WORK INSTRUCTIONS:
With nothing added or left out, output the listing that follows.

RECORDS FOR PROCESSING:
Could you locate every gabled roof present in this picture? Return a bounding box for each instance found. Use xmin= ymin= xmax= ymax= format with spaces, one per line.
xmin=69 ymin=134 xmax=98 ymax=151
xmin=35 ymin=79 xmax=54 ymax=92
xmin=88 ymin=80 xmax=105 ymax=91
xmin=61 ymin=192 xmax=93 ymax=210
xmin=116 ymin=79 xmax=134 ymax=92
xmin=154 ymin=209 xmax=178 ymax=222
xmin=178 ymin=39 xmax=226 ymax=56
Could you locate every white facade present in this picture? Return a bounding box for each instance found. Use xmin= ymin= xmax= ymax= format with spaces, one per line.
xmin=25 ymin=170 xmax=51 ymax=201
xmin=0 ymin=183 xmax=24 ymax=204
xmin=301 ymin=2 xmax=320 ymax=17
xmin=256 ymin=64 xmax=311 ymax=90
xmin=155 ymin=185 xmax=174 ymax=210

SOLVED EXERCISE:
Could you locate every gabled roof present in this picture? Return a bounding box for each instance found. Use xmin= ymin= xmax= ymax= format with spaces, one per line.
xmin=69 ymin=134 xmax=98 ymax=151
xmin=35 ymin=79 xmax=54 ymax=92
xmin=88 ymin=80 xmax=105 ymax=91
xmin=61 ymin=192 xmax=93 ymax=210
xmin=116 ymin=79 xmax=134 ymax=92
xmin=154 ymin=209 xmax=178 ymax=222
xmin=178 ymin=39 xmax=226 ymax=56
Could you locate every white facade present in this picture? Return a bounding box for each instance found. Use xmin= ymin= xmax= ymax= format with spaces, one per line.
xmin=25 ymin=170 xmax=51 ymax=201
xmin=0 ymin=183 xmax=24 ymax=204
xmin=301 ymin=2 xmax=320 ymax=17
xmin=256 ymin=64 xmax=311 ymax=90
xmin=155 ymin=185 xmax=174 ymax=210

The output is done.